▶ _WRITTEN EXERCISE A_:
List the full names of the three current and former ISU staff members whose testimony is at issue in the court ruling excerpt.

** BEGIN DOCUMENT PASSAGE **

I. Defendant's Motion to Exclude Testimony from Annie Havlicak Averitt, Ronda Mahl, and Priscilla Goldbeck (Dkt. 145)

Mr. Garner seeks to exclude testimony from three current and former ISU staff members - Annie Havlicak Averitt, Ronda Mahl, and Priscilla Goldbeck. Mr. Garner says there are a variety of reasons why Dr. Sadid should not be allowed to call them as trial witnesses. Most globally, he says their testimony is "simply irrelevant to the issues and should be excluded to avoid waste of time, burden to these witnesses, and confusion of the issues." Mot. Mem., Dkt. 145-1, at 2. Mr. Garner also says that he is sure to win on his statutory-immunity affirmative defense and "[f]or this reason alone Sadid should not be allowed to compel the staff members to sit through trial." Id. He further contends that nobody is disputing these women's "documented fear of Sadid as such facts are already established of record and uncontroverted." Id. at 2-3. Thus, he says, they should not be forced to endure testifying at trial. Garner also suggests that the Court should protect these women from "oppression" and from being "bullied and harassed" by Dr. Sadid by judicially noticing their deposition testimony and their grievance-hearing testimony. Reply, Dkt. 158, at 3. More specifically, Mr. Garner says Ms. Goldbeck suffers from post-traumatic stress syndrome, apparently because Dr. Sadid interrupted "the direct examination of a couple of these staff members during the grievance proceedings with a verbal outburst toward them." Id. Finally, Mr. Garner says that their testimony would be cumulative.[1]

The Court is not persuaded by any of these arguments. The truth or falsity of Mr. Garner's statements will be an issue during trial. Among other things, Mr. Garner allegedly said Dr. Sadid "presented a lot of safety issues. There were many individuals who filed reports where they claimed Dr. Sadid threatened them.'" ISU Bengal Article, Dkt. 88-15 The reporter also indicated that "Garner... said that several of these people who had filed reports went before administrative committees, detailing the threats." Id.

Apparently, when he made his comments, Mr. Garner was relying, in part, on accounts of Averitt's, Goldbeck's and Mahl's interactions with Dr. Sadid or their observations of Dr. Sadid. There is an issue as to whether Mr. Garner exaggerated the danger posed by Dr. Sadid's conduct when he spoke to the reporter. The Court explained this point in its summary-judgment ruling as follows:

The key problem with Garner's statements is that if they are read favorably to the plaintiff, they imply that Dr. Sadid directly threatened people and that these direct threats are what triggered his termination. But there is no evidence that Dr. Sadid was fired based on his direct threats to anyone. To be sure, there is evidence that his firing was partly based on the fact that some women felt threatened by observing Dr. Sadid's interactions with others, as well as his demeanor. For example, as detailed above, one female staff member said she experienced "severe anxiety and fear of imminent violence" after witnessing Dr. Sadid yelling at Dean Jacobsen during an argument. See Dkt. 88-13, ¶ 1, at 2; Dkt. 92, Ex. I at 17.
But it is arguably an untruthful overstatement to say that "many individuals" filed reports claiming Dr. Sadid threatened them, and that these threats are what triggered Dr. Sadid's firing. In other words, saying or implying that someone directly threatened other people is different from saying that a person generally feels threatened by another's behavior. Consequently, the jury will have to determine whether Garner's statements are "substantially accurate."

** END DOCUMENT PASSAGE **
** BEGIN TASK MATERIAL **

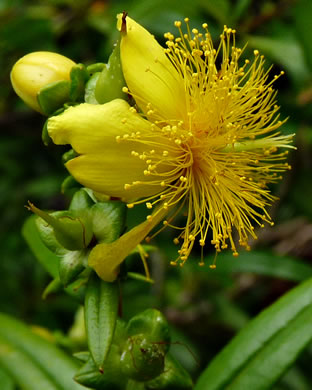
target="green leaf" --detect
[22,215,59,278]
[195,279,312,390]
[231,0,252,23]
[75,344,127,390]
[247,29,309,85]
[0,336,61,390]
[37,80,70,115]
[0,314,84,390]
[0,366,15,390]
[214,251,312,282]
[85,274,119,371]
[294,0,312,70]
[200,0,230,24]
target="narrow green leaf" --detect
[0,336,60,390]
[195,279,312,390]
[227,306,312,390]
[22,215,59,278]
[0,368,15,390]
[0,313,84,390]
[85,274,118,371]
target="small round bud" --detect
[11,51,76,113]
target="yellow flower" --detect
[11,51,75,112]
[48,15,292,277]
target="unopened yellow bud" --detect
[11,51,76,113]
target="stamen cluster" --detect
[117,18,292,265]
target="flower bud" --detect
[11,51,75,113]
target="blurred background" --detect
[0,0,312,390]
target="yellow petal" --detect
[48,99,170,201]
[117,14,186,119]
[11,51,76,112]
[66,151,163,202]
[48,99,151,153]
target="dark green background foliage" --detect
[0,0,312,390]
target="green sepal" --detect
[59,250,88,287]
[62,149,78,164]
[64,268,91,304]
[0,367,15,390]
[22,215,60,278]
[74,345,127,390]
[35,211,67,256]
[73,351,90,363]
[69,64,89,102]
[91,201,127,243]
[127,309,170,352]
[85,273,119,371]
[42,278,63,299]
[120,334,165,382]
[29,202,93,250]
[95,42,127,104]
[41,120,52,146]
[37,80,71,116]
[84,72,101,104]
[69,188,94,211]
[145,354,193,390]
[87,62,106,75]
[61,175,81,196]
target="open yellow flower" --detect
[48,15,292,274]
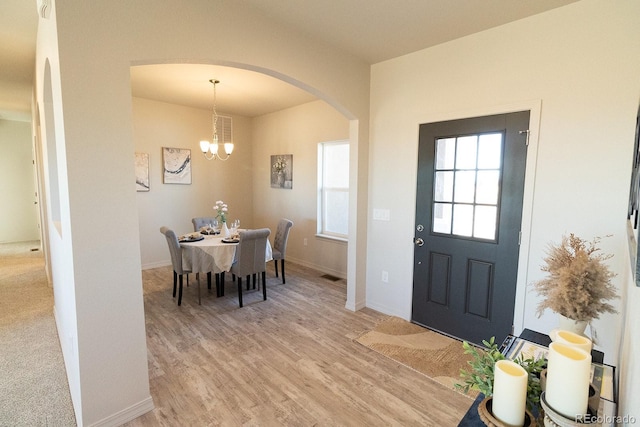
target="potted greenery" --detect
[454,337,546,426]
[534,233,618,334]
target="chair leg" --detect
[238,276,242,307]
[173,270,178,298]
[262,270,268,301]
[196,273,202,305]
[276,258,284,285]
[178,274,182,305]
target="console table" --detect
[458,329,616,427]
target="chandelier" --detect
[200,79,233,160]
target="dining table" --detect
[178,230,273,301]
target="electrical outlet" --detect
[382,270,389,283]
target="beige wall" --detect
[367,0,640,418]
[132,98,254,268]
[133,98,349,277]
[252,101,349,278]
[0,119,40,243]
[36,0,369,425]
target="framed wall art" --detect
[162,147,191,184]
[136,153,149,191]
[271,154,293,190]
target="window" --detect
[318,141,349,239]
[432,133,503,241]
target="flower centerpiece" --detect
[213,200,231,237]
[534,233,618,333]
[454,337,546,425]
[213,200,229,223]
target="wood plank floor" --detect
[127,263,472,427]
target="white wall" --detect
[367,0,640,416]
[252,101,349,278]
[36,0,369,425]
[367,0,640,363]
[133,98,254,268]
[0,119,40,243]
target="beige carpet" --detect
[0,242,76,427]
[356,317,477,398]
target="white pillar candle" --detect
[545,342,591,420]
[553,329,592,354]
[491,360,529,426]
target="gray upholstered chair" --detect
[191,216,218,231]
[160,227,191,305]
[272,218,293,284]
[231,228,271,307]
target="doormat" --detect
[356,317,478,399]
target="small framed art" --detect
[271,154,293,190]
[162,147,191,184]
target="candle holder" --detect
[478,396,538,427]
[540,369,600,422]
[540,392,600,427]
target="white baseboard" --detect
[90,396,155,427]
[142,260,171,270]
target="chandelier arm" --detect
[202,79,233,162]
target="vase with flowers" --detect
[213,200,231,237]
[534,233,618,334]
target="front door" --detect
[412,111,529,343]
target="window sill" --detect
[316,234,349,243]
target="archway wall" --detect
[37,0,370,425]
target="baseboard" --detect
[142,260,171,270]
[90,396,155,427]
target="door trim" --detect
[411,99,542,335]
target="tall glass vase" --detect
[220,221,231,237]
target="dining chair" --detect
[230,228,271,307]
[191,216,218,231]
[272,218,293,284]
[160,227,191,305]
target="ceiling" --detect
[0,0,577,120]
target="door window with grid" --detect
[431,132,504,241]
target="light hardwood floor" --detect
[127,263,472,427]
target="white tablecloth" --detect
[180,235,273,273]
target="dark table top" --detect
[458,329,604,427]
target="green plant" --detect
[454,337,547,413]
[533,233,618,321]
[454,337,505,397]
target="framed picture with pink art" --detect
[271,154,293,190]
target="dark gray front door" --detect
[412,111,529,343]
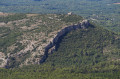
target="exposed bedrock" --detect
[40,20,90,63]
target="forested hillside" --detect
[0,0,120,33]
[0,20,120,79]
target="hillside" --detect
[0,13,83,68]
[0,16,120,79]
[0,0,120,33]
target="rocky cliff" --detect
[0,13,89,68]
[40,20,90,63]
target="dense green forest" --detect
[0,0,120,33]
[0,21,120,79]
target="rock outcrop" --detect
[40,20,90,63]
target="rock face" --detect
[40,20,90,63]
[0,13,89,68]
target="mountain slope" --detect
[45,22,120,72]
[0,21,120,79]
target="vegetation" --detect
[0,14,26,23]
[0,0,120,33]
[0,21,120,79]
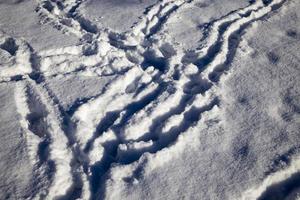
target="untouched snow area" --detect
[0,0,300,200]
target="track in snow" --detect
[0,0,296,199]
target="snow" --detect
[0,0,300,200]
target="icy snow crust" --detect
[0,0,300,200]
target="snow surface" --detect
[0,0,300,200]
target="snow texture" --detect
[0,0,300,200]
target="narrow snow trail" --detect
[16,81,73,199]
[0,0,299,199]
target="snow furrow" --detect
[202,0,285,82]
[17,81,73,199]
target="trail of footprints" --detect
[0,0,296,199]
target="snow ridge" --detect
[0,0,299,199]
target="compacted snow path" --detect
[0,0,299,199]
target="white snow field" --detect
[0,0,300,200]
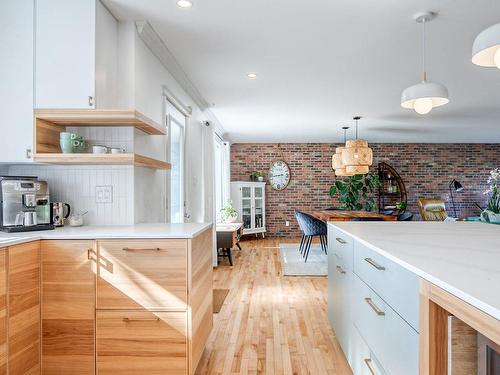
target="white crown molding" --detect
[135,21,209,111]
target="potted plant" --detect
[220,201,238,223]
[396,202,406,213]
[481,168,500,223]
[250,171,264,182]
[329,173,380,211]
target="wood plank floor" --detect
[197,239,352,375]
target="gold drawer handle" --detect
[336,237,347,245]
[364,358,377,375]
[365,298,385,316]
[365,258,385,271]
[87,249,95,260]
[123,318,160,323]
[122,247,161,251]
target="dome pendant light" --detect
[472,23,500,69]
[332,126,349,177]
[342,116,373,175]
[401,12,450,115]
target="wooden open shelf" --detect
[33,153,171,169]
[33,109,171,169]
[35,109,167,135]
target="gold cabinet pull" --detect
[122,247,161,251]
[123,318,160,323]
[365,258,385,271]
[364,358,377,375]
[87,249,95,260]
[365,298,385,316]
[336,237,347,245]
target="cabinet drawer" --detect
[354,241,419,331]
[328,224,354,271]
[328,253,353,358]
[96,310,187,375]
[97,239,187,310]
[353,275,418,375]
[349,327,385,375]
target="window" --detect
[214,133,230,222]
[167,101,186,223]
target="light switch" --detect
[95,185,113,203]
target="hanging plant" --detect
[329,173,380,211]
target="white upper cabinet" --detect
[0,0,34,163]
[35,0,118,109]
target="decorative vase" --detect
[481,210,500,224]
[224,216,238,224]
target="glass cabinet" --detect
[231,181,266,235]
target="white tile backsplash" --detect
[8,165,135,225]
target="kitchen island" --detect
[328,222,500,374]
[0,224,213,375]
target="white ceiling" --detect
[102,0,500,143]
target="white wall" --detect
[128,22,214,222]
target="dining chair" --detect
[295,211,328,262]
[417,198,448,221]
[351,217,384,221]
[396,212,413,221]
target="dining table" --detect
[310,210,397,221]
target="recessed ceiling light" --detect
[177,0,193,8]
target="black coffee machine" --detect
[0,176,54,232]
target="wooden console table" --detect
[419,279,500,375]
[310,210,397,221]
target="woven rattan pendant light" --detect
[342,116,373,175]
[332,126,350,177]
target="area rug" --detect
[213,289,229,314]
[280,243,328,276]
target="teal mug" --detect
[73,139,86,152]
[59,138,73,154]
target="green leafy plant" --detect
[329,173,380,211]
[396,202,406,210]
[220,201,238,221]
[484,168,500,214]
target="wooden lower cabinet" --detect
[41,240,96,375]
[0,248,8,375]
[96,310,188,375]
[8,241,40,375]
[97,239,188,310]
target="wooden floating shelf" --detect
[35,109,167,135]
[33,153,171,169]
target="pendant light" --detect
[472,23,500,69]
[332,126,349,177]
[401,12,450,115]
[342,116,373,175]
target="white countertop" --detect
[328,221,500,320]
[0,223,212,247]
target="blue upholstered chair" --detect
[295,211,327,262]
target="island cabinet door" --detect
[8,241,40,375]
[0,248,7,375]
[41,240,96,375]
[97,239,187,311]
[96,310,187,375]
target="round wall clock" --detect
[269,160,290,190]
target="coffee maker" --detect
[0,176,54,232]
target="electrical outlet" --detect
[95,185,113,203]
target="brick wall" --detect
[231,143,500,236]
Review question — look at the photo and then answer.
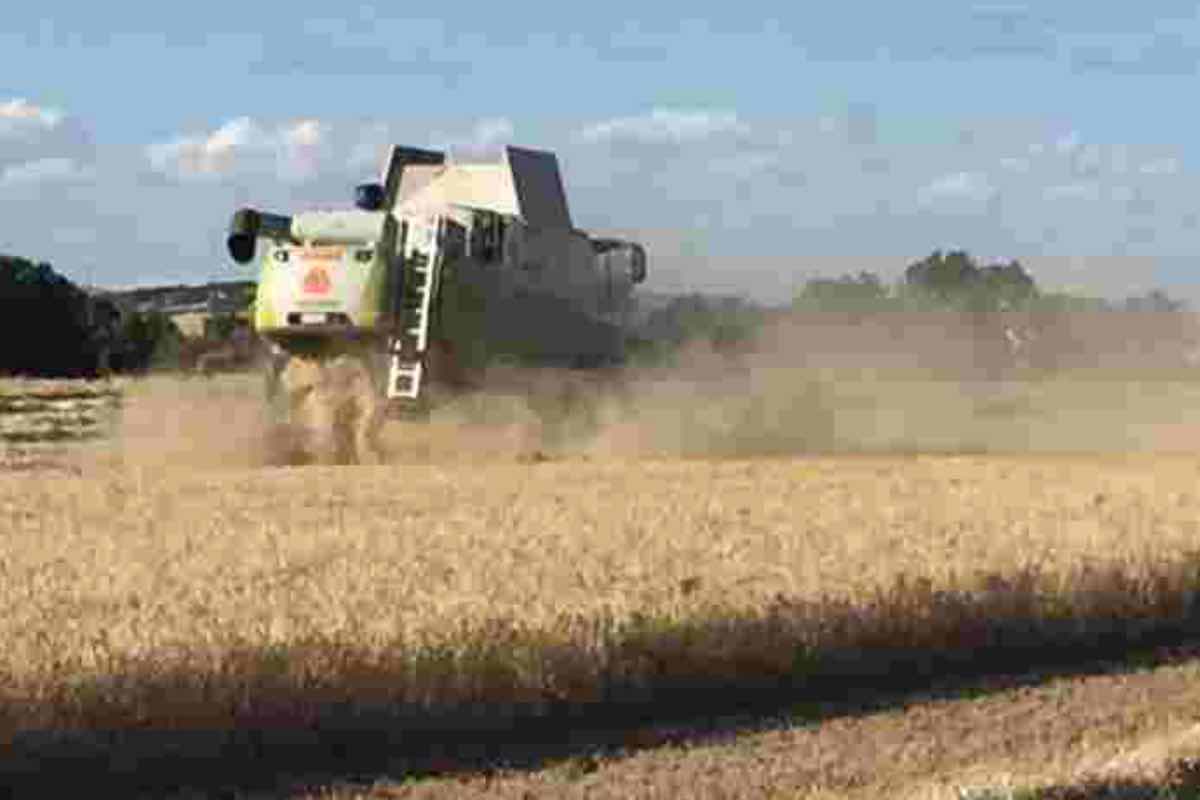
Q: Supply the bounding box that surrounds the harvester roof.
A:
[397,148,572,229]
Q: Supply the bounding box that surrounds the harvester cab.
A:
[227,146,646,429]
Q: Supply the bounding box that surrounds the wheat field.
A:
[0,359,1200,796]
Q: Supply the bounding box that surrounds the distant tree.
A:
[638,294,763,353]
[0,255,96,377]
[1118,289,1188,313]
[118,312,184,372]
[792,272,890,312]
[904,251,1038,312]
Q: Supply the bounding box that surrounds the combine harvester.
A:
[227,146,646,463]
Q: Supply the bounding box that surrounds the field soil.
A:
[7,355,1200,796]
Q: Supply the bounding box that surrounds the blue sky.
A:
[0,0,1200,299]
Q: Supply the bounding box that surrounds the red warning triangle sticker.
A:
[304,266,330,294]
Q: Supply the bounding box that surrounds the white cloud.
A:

** END TASK MATERIAL **

▶ _WRITTEN EXERCISE B_:
Reproduce the stored records from their first line through the line containing "[48,15,292,274]", including both ends. Leave the pictures out.

▶ _WRITTEN REPLY A_:
Annie Havlicak Averitt, Ronda Mahl, Priscilla Goldbeck

▶ _WRITTEN REPLY B_:
target="green leaf" --detect
[22,215,59,278]
[195,279,312,390]
[231,0,252,23]
[75,344,127,390]
[247,29,309,85]
[0,336,61,390]
[37,80,70,115]
[0,314,84,390]
[0,366,15,390]
[214,251,312,282]
[85,274,119,371]
[294,0,312,70]
[200,0,230,24]
target="narrow green leaf" --detect
[0,336,60,390]
[195,279,312,390]
[227,306,312,390]
[22,215,59,278]
[0,368,15,390]
[0,313,84,390]
[85,274,118,371]
target="small round bud" --detect
[11,51,76,113]
target="yellow flower" --detect
[11,51,75,112]
[48,15,292,277]
target="unopened yellow bud" --detect
[11,51,76,113]
target="stamen cluster" --detect
[117,18,292,265]
target="flower bud" --detect
[11,51,75,113]
target="blurred background" --detect
[0,0,312,390]
target="yellow petal" --detect
[48,99,170,201]
[117,14,186,119]
[11,51,76,112]
[66,151,163,202]
[48,99,151,153]
target="dark green background foliage" --detect
[0,0,312,390]
target="green sepal" --detect
[59,250,88,287]
[62,149,78,164]
[64,268,91,304]
[0,367,15,390]
[22,215,60,278]
[74,345,127,390]
[35,211,67,256]
[73,351,90,363]
[69,64,89,102]
[91,201,127,243]
[127,309,170,352]
[85,273,119,371]
[42,278,63,299]
[120,334,165,382]
[29,202,93,250]
[95,42,127,104]
[41,120,52,146]
[37,80,71,116]
[84,72,101,104]
[69,188,94,211]
[145,354,193,390]
[87,62,106,75]
[61,175,81,196]
target="open yellow flower" --detect
[48,15,292,274]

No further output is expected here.